[[ DOCUMENT PASSAGE, beginning ]]

A health trust seeking to develop a 20-acre green site at Oxford's Warneford Hospital has received a major boost from city planners.

Council officers are to recommend that the scheme should be supported in principle, when plans finally go to the city council's strategic development control committee next week.

The news has infuriated campaigners battling to save Warneford Meadow from being developed as "a student village".

The Friends of Warneford Meadow handed a petition signed by a thousand people to Oxford Lord Mayor Jim Campbell on Saturday, objecting to the development of the meadow and an orchard.

But the group had hoped officers would take their lead from councillors on the north east area committee, who had voted against the scheme.

In January, ocal councillors passed a motion to refuse permission on the grounds that brownfield sites were available, which should be built on before one of Headington's last open meadows.

Stephen Tall, the Headington councillor who moved the motion, expressed disappointment that the vote of local representatives is to be ignored.

He said: "The steer from our committee was that a compelling case had not been made by the trust. But we accept that officers have an obligation to give what they see as the best advice."

[[ DOCUMENT PASSAGE, end ]]

- **EXPLORE THE MATERIAL**
a) List every named place that appears in the news article on the Warneford Meadow development.
b) Resume the news article on the Warneford Meadow development, picking up right after its final quoted sentence.
The rows that follow come from a separate source and have no connection to the news article.

[[ INFORMATION PROVIDED, beginning ]]

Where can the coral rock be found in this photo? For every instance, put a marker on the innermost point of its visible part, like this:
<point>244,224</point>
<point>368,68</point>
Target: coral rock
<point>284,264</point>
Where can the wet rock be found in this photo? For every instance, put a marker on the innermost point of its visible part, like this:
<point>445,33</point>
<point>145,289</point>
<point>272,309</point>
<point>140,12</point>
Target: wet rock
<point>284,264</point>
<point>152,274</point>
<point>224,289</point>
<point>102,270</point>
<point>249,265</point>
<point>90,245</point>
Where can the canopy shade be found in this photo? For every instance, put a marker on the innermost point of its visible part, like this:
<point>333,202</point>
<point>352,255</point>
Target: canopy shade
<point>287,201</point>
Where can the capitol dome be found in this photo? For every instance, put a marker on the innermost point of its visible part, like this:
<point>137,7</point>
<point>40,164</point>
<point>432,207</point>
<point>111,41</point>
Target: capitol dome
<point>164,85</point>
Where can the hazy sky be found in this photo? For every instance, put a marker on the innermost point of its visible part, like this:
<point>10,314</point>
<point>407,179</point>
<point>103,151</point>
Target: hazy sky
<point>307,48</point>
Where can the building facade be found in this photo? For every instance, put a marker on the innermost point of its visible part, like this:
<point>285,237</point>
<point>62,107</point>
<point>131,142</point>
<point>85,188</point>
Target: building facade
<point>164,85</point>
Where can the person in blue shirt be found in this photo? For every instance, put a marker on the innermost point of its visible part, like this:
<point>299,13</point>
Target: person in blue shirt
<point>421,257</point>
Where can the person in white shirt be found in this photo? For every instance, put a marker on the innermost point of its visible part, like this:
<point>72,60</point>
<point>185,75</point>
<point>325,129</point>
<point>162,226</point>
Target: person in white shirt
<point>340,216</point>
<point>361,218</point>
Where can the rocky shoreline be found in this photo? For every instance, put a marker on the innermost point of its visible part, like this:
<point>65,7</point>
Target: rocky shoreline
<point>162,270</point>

[[ INFORMATION PROVIDED, end ]]

- **WRITTEN RESPONSES**
a)
- Oxford
- Warneford Hospital
- Warneford Meadow
- Headington

b)
Council planning officer Murray Hancock says in a report that the sensitivity of the site should be balanced against the "acute needs" of Oxford's two universities and hospitals for accomm- odation.

Oxfordshire and Buckinghamshire Mental Health Trust hopes to provide accommodation for about 680 students and 320 key workers, with offices and research facilities.

The Friends of Warneford Meadow are now pinning their hopes on trying to have the meadow registered as a town green.

They have won the backing of the Open Spaces Society. Its general secretary Kate Ashbrook, speaking at a public meeting at Cheney School, said: "The meadow is a vital lung of tranquillity in an urban area.

"It qualifies as a green because the local residents can prove that they have used the land for recreation for 20 years, without asking permission."